>> BEGIN Records supplied

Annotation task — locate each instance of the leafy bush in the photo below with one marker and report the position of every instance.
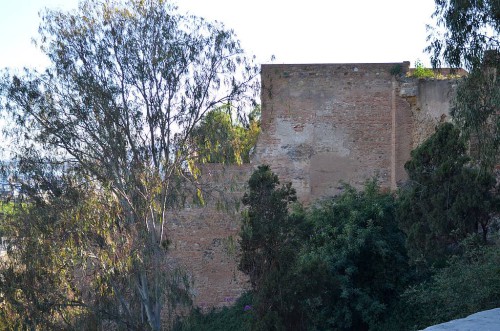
(422, 72)
(444, 200)
(236, 318)
(468, 284)
(354, 265)
(271, 237)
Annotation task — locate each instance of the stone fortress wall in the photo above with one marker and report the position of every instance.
(321, 124)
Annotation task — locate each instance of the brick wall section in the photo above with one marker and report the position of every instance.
(325, 123)
(321, 124)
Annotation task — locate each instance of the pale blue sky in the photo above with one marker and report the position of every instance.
(313, 31)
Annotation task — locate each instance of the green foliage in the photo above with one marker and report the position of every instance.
(444, 200)
(113, 116)
(218, 139)
(470, 28)
(238, 317)
(422, 72)
(467, 284)
(354, 263)
(476, 111)
(396, 70)
(271, 238)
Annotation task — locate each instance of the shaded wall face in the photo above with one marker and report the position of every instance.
(204, 240)
(322, 124)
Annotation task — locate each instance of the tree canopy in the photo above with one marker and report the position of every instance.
(113, 115)
(464, 31)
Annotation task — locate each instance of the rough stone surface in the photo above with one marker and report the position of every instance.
(322, 124)
(327, 123)
(488, 320)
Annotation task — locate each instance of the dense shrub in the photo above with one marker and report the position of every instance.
(354, 264)
(467, 284)
(236, 318)
(445, 199)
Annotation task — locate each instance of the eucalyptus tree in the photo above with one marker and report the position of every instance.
(467, 33)
(128, 83)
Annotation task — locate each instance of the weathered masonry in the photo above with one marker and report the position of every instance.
(326, 123)
(321, 124)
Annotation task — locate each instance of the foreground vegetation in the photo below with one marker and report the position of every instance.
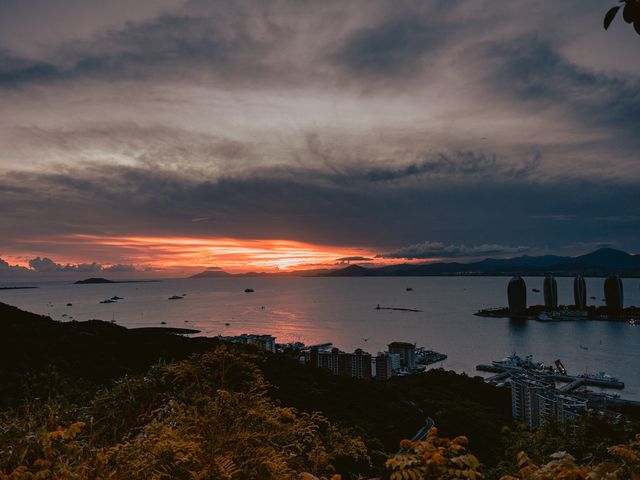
(93, 400)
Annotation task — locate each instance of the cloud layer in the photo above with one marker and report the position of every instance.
(456, 128)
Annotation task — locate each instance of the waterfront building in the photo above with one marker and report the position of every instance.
(355, 365)
(579, 292)
(526, 393)
(534, 400)
(517, 296)
(550, 290)
(613, 294)
(267, 342)
(407, 353)
(395, 362)
(383, 366)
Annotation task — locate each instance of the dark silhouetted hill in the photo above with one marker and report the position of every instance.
(602, 262)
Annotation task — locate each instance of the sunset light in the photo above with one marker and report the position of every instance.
(184, 254)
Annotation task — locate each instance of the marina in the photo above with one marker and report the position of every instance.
(557, 373)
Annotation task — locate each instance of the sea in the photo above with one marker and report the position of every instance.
(342, 311)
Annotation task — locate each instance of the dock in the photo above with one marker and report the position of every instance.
(573, 382)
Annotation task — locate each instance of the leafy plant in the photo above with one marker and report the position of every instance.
(630, 14)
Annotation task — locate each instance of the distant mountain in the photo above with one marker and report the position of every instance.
(211, 274)
(97, 280)
(355, 271)
(94, 280)
(602, 262)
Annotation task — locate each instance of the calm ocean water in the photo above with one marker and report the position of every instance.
(342, 311)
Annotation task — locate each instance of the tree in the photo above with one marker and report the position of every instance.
(630, 14)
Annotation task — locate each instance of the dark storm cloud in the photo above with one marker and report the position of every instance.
(16, 71)
(532, 71)
(347, 260)
(134, 201)
(46, 265)
(170, 46)
(459, 124)
(390, 48)
(440, 250)
(459, 164)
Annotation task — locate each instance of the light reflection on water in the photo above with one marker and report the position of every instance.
(342, 311)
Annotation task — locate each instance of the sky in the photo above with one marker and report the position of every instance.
(163, 137)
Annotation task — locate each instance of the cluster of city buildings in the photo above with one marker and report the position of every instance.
(535, 400)
(399, 359)
(517, 294)
(268, 342)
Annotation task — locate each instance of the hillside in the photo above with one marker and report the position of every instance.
(602, 262)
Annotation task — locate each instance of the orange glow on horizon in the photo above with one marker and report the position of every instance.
(192, 253)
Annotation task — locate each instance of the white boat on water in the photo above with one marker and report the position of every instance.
(545, 317)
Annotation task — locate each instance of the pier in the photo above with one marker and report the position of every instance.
(573, 382)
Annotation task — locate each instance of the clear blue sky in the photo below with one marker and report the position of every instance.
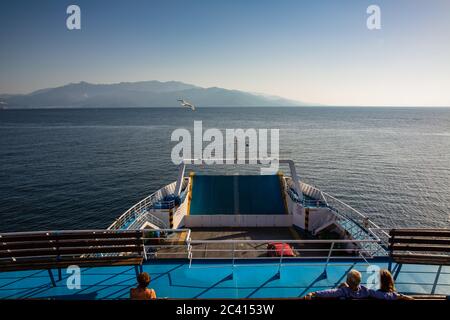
(314, 51)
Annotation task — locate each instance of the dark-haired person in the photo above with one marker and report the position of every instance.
(351, 289)
(141, 292)
(387, 288)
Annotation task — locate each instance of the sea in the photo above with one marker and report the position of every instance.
(82, 168)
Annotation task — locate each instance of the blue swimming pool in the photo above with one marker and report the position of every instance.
(236, 195)
(219, 279)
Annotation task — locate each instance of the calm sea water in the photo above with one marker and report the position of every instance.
(66, 169)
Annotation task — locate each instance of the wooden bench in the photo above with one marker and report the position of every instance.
(420, 246)
(61, 249)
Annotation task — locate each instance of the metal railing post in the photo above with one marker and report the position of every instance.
(233, 252)
(328, 258)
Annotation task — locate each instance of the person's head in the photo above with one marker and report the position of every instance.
(386, 281)
(353, 279)
(143, 279)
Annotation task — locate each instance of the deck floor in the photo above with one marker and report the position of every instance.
(242, 250)
(217, 279)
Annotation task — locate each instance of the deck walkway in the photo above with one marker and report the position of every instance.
(217, 279)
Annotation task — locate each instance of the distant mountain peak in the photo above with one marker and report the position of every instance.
(151, 93)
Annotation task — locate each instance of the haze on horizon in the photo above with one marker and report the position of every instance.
(315, 51)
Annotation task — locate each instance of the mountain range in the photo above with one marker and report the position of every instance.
(138, 94)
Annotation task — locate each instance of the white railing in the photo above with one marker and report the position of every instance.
(353, 221)
(144, 207)
(147, 217)
(167, 243)
(135, 212)
(322, 252)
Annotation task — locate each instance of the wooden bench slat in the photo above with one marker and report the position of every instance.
(116, 261)
(420, 240)
(64, 251)
(17, 237)
(68, 243)
(421, 259)
(420, 232)
(415, 247)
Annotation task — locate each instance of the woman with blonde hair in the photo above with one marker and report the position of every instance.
(142, 292)
(387, 289)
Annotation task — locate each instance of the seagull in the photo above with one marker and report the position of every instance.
(184, 103)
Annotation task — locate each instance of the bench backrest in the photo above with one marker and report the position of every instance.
(60, 244)
(431, 246)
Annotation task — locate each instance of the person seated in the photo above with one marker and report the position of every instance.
(141, 292)
(351, 289)
(387, 288)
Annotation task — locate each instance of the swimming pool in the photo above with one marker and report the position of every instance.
(220, 279)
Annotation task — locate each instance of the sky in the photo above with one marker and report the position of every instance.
(313, 51)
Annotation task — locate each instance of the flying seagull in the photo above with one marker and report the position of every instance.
(184, 103)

>> END Records supplied

• Task objective:
Scale the portion of the listing starting at the line that contains "Annotation task — locate each instance of the white railing" and ending with the final line of the listing, copying each request line unchanged. Multiply every coordinate in the answers by 1.65 and round to the nearest whole number, with halves rounded up.

• Solution to this task:
Annotation task — locate each instance of the white railing in the photo above with one marker and report the position of every instance.
(582, 365)
(238, 342)
(243, 358)
(276, 401)
(223, 350)
(531, 416)
Annotation task — locate each instance of the wooden bench slat in the photo above with one marker and report the position of every instance.
(191, 431)
(693, 396)
(106, 414)
(28, 391)
(112, 401)
(695, 427)
(693, 383)
(685, 408)
Annotation task — locate each instance of the woman with blonde hair in the photo above with one marker and report the position of every instance.
(234, 482)
(639, 477)
Annotation task — locate each instance of the seagull in the photo above with one marker and report the position of every instance.
(304, 170)
Annotation task — locate each instance of the bench backrest in the photo above with one marker and report the position of every instance.
(99, 403)
(711, 406)
Annotation task — locate each instance of the person seated in the photo above with one marker and report the position of every instance.
(233, 482)
(579, 477)
(639, 475)
Annotation task — locate each instance of the swimming pool in the photo above with one marker and report the position of every instance.
(363, 460)
Annotation task — locate each instance of the sky in the photo above with one marker and report the position of every instance.
(516, 84)
Annotation task — locate each instance of the flying seagull in the photo above with one marker and report the position of every instance.
(304, 170)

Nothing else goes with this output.